#### Excerpted data

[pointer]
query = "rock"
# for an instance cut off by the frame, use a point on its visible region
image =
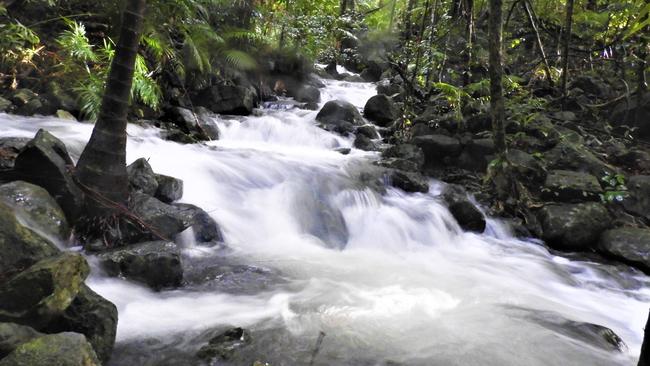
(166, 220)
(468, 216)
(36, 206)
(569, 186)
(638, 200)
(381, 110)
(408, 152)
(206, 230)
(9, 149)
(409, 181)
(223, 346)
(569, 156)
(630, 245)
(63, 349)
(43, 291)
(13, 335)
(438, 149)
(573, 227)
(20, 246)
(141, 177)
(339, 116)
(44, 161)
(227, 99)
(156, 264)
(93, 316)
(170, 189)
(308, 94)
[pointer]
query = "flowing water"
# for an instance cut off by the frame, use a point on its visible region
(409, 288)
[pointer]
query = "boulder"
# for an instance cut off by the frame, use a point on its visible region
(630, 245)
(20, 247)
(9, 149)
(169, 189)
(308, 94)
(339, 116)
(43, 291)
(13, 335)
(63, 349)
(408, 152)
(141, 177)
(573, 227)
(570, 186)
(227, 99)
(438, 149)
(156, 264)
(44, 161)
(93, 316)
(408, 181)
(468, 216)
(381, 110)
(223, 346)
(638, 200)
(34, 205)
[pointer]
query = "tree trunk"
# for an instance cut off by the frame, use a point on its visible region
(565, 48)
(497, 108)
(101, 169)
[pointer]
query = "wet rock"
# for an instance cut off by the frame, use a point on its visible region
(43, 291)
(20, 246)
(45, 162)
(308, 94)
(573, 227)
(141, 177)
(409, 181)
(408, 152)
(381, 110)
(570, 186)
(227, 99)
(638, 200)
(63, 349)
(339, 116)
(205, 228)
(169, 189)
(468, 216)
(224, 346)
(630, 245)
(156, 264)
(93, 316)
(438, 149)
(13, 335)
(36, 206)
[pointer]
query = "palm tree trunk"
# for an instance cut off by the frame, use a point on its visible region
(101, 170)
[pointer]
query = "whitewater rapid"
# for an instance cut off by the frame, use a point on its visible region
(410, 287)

########

# Challenge:
Pull out each line of the rows above that contains the string "tree". Case counts.

# Solution to this exercise:
query = "tree trunk"
query = "palm tree trunk"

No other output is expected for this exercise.